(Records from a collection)
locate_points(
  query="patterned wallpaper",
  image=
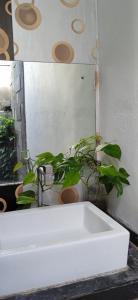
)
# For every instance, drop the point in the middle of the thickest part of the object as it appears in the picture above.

**SET PROBLEM:**
Swap "thickest" for "widest" throughout the lines above and reproduce them with every other word unchanged. Omit the pictures from your output.

**EXERCISE SOLUTION:**
locate_points(
  query="patterned wallpaper",
  image=
)
# For every instance, drop the point in the middle of the widest part of the object as it appears in the picture above.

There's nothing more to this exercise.